═══ Provided entries

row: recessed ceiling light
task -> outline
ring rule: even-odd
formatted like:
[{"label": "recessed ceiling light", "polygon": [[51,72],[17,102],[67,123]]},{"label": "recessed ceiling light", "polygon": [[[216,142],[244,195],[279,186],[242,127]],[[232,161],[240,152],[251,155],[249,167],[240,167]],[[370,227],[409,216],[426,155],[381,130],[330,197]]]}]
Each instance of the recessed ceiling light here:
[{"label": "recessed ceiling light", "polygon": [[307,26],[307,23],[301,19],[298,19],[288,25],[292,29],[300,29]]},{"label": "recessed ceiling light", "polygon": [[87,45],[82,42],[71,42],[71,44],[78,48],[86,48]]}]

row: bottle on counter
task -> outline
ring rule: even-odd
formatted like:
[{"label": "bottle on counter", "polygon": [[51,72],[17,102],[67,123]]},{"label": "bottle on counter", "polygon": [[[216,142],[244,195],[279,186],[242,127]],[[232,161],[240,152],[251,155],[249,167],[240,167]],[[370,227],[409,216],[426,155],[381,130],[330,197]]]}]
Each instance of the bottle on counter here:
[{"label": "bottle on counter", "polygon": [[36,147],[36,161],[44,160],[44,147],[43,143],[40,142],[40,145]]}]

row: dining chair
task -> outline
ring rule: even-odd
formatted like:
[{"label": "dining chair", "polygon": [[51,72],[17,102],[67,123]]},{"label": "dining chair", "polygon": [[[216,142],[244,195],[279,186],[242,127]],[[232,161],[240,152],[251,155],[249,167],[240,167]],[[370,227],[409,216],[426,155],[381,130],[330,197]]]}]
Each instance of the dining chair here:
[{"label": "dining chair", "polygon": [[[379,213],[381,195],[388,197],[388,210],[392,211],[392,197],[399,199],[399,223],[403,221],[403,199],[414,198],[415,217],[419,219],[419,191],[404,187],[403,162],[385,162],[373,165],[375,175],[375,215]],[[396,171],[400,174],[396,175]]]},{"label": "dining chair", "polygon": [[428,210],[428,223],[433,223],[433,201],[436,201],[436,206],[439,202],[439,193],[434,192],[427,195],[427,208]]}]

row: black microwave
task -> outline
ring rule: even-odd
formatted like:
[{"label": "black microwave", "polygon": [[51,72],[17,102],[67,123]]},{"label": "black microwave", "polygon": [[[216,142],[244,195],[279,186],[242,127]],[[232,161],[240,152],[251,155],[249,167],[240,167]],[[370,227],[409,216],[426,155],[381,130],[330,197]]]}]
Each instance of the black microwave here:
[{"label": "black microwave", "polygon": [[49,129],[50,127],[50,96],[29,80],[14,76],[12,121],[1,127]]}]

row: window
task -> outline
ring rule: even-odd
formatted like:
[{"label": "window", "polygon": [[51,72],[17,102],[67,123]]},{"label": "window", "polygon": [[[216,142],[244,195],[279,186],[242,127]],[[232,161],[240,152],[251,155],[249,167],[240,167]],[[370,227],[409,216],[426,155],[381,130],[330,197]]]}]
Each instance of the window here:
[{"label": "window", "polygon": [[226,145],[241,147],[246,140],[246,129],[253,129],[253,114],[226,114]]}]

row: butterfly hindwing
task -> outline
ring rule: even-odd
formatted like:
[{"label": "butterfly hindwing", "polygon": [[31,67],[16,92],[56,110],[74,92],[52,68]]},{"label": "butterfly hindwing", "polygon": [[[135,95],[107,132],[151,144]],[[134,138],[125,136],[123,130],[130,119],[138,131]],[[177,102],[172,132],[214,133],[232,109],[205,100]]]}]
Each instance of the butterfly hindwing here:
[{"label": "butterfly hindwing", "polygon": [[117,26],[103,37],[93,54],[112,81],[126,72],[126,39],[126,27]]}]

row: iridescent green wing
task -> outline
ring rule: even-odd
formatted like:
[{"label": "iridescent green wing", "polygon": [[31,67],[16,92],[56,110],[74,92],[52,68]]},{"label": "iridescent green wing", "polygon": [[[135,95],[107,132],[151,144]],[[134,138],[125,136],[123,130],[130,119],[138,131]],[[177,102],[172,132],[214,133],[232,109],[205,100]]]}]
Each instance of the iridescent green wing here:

══════

*Exercise aim*: Transcribe only the trailing portion of the entries above: the line that contains "row: black microwave" and each line after it.

*Written solution*:
row: black microwave
task -> outline
ring rule: even-odd
formatted like:
[{"label": "black microwave", "polygon": [[51,72],[17,102],[67,123]]},{"label": "black microwave", "polygon": [[[216,142],[244,195],[279,186],[242,127]],[[232,161],[240,152],[251,155],[249,167],[240,167]],[[370,227],[409,216],[426,155],[381,130],[330,197]]]}]
Each instance of the black microwave here:
[{"label": "black microwave", "polygon": [[49,129],[50,127],[50,96],[29,80],[14,76],[12,121],[1,127]]}]

row: window
task -> outline
ring rule: even-odd
formatted like:
[{"label": "window", "polygon": [[51,72],[17,102],[67,123]]},{"label": "window", "polygon": [[[216,142],[244,195],[279,186],[242,127]],[[232,161],[240,152],[251,155],[249,167],[240,167]],[[370,227],[409,216],[426,155],[381,130],[330,197]]]}]
Each instance of the window here:
[{"label": "window", "polygon": [[226,145],[241,147],[246,140],[246,129],[253,129],[253,114],[226,114]]}]

row: butterfly hindwing
task -> outline
ring rule: even-odd
formatted like:
[{"label": "butterfly hindwing", "polygon": [[31,67],[16,92],[56,110],[74,92],[52,68]]},{"label": "butterfly hindwing", "polygon": [[[135,95],[107,132],[151,144]],[[134,138],[125,136],[123,130],[130,119],[138,131]],[[177,102],[172,132],[214,133],[232,109],[205,100]]]}]
Each instance of the butterfly hindwing here:
[{"label": "butterfly hindwing", "polygon": [[117,26],[103,37],[93,54],[112,81],[126,72],[126,39],[126,27]]}]

row: iridescent green wing
task -> outline
ring rule: even-odd
formatted like:
[{"label": "iridescent green wing", "polygon": [[31,67],[16,92],[56,110],[74,92],[52,68]]},{"label": "iridescent green wing", "polygon": [[[135,95],[107,132],[151,144]],[[134,138],[125,136],[123,130],[130,119],[138,131]],[[177,102],[172,132],[214,133],[232,109],[205,100]]]}]
Each instance of the iridescent green wing here:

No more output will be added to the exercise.